● Task to carry out
Reproduce the items below in full, switching each occurrence of "bounding box" to "rectangular outline" and leaving every other part unchanged.

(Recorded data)
■ ■ ■ ■ ■

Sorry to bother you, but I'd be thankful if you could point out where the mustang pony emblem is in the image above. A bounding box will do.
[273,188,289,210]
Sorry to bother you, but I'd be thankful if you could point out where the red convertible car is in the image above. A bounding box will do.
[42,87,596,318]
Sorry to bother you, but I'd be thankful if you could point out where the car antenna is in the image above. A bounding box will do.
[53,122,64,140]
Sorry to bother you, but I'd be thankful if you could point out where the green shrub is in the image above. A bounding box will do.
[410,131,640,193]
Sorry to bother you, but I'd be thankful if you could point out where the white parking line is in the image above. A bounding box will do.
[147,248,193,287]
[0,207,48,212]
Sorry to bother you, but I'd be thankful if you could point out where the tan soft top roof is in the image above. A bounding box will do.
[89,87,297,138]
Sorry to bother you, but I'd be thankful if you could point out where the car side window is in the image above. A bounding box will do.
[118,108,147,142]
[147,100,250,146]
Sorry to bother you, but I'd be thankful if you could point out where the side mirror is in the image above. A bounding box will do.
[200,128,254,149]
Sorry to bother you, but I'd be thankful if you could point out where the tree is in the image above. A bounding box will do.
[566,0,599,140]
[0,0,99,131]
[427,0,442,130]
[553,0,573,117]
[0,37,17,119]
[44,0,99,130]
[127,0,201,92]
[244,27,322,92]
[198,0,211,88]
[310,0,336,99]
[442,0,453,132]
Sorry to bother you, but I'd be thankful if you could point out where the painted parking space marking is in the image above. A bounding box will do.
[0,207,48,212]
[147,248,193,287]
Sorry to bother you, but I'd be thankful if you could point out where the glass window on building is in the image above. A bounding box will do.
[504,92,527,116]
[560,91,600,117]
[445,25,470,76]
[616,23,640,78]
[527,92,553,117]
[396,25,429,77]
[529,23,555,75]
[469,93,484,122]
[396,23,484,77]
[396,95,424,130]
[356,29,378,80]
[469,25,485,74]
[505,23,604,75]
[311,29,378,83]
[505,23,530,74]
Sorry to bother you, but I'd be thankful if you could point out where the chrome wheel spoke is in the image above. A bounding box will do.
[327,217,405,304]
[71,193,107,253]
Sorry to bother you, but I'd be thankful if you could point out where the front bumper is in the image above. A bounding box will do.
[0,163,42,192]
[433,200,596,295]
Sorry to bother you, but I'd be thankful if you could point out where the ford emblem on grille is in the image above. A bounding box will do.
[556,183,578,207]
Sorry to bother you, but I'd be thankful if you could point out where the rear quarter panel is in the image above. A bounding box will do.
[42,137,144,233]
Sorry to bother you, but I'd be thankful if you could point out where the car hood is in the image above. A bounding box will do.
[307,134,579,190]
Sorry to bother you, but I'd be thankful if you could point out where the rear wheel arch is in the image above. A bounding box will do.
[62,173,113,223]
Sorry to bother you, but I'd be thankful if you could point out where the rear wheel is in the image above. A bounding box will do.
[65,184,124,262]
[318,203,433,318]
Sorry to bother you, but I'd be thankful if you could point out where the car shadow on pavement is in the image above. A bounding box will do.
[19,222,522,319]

■ ■ ■ ■ ■

● Exercise solution
Sorry to bother you, but I'd be thankful if you could point out where the mustang pony emblem is in the image above. A rectangular outline will do.
[273,188,289,210]
Sorry to bother you, but I'd be thankful if you could point out where the red convertible car is in the image above. A rectangular outline will do.
[42,87,596,318]
Sorry to bother you, but I'd be thankful if you could point out where the car antenna is in the image above. A rectangular outline will do.
[53,122,64,140]
Sorry to bother you, but I'd be thankful if you could point out where the green shrub is in the image above. A rectangular outline will do.
[410,131,640,193]
Sorry to bother you, but I'd be thankful if you could point out where the white parking line is in the image above. A rectangular outline will do.
[147,248,193,287]
[0,207,48,212]
Sorry to bother you, but I'd be thankful if you could point out where the tan soft top roof is in the image above. A rectangular outline will do.
[89,87,297,138]
Sorry to bother you, but I'd be thankful if you could point out where the car side window is in the image above. A rectangular outline will do.
[118,108,147,142]
[147,100,250,146]
Sorry to bother you, but I'd be thankful if you could point out where the side mirror is in the image above. A rectangular outline will do.
[200,128,254,149]
Sorry to bother you, but I'd be thankful if you could point out where the tree is in the image above. A rectangular outline will do.
[566,0,599,140]
[0,0,99,131]
[427,0,442,130]
[553,0,573,117]
[0,37,17,119]
[44,0,99,130]
[127,0,201,92]
[244,27,322,92]
[198,0,211,88]
[310,0,336,99]
[442,0,453,132]
Sorry to bother you, but I'd be thankful if you could point out where the painted parking space marking is in the image above. A rectangular outline will do.
[0,207,48,212]
[147,248,193,287]
Sorry to bother you, but I'd be thankful if you could point out where the glass window on building is in the image above. A rectangular outline will do.
[504,92,527,116]
[560,91,600,117]
[445,25,470,76]
[616,23,640,78]
[527,92,553,117]
[396,25,429,77]
[529,23,555,75]
[469,93,484,122]
[396,23,484,77]
[396,95,424,130]
[356,29,378,80]
[469,25,485,74]
[505,23,604,75]
[311,29,378,83]
[505,23,530,74]
Sorry to bother you, but I'd be thankful if you could point out where the chrome wheel spoke is in the image above. A rectangular outline will do.
[327,217,405,304]
[71,193,107,253]
Sorry to bother you, but I'd be thankful if you could point out where the front bumper is in the image above. A rectangular outline will do.
[0,163,42,192]
[433,200,596,295]
Sorry to bother you, but I'd be thankful if you could point out where the ford emblem on grille is in the image above. A rectangular outline will do.
[556,183,578,207]
Sorry to bother you, but I'd be thankful if you could point out where the rear quarter panel is in the image above. A rectangular outline will do.
[42,137,144,233]
Sorry to bother you, but I'd be thankful if you could point out where the car hood is in the image above. A rectangular outline will do.
[307,134,579,190]
Sorry to bother you, but I'd be thankful if you could point out where the rear wheel arch is in the image above. A rectangular outline will do.
[62,173,113,223]
Sorry to bother you, but I'd be thankful if you could point out where the rear wheel is in the image above. A rectangular outline will do.
[65,184,124,262]
[318,203,433,318]
Sorry to bother you, but I'd be thankful if you could point out where the car shadow on pavement is in the image above. A rectangular outline will do.
[19,222,522,319]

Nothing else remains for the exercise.